(Entries from a collection)
§ §

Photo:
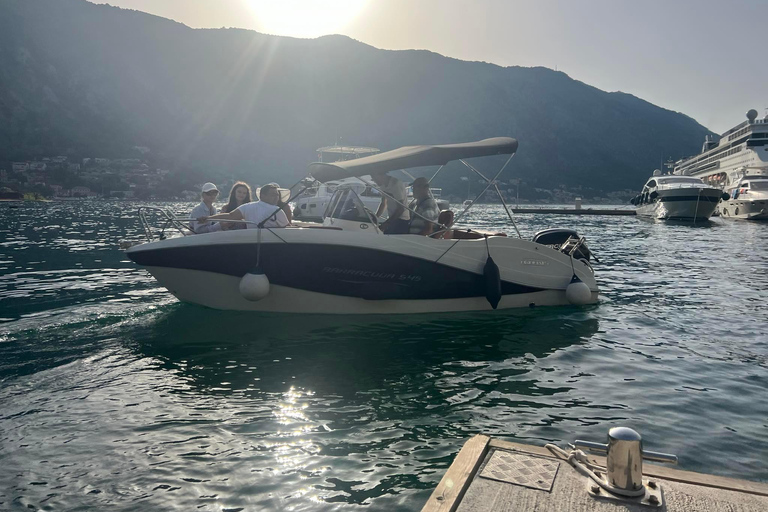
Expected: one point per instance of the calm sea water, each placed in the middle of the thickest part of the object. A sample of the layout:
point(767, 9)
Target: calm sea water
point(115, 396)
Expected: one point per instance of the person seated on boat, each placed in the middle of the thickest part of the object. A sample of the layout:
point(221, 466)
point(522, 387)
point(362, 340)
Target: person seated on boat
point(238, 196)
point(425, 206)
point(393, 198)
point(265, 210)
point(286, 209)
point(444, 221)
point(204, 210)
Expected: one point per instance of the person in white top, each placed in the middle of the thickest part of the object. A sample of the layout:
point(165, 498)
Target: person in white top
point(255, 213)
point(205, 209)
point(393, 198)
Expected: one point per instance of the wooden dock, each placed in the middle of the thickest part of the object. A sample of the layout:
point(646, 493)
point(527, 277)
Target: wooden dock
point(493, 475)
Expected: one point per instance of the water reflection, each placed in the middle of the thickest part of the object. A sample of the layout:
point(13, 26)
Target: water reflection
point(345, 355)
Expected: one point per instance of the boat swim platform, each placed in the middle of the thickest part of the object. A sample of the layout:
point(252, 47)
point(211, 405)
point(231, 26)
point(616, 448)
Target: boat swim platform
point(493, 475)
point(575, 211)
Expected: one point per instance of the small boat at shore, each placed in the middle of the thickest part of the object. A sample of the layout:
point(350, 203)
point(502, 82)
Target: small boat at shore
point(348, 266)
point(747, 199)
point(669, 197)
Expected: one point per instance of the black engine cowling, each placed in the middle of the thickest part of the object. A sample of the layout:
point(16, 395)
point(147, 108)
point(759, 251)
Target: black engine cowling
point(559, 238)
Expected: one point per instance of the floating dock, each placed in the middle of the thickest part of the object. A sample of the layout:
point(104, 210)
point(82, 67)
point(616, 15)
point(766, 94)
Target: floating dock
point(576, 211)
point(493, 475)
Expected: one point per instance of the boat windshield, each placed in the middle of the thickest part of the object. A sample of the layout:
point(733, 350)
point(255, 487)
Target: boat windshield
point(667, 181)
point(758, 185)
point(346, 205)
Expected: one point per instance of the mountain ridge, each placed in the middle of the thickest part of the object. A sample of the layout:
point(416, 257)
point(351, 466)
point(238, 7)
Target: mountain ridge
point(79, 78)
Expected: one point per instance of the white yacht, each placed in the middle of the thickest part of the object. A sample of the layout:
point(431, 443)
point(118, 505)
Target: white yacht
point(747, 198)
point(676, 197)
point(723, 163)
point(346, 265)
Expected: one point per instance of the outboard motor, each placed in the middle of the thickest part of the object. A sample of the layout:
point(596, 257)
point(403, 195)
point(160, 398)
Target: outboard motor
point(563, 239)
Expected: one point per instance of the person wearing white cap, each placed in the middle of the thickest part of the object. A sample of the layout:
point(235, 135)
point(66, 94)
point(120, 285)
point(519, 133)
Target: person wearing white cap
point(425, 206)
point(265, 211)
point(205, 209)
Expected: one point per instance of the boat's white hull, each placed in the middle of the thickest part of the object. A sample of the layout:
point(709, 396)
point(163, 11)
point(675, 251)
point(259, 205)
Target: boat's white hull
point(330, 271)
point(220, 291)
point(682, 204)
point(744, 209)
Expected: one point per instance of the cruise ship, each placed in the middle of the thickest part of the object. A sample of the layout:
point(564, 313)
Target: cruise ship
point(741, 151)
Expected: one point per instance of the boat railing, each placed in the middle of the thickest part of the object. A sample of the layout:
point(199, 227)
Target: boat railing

§ §

# TASK TO COMPLETE
Please write out the records between the lines holding "Expected: one point per instance of the boat windshield, each" and "point(79, 78)", inclusive, and swap "windshield" for "windscreen". Leave everything else unchanged.

# ANSWER FOR THE TASK
Expected: one point per instance of the boat windscreen, each placed in the middle of the thickest part of the object. A sample of the layout:
point(733, 350)
point(255, 487)
Target: boat windscreen
point(667, 181)
point(758, 185)
point(346, 205)
Expected: one point per instance of the mountain ridge, each placed in the middle of the thickest part of the object. A sample of the layout:
point(416, 257)
point(351, 466)
point(238, 7)
Target: mountain ridge
point(79, 78)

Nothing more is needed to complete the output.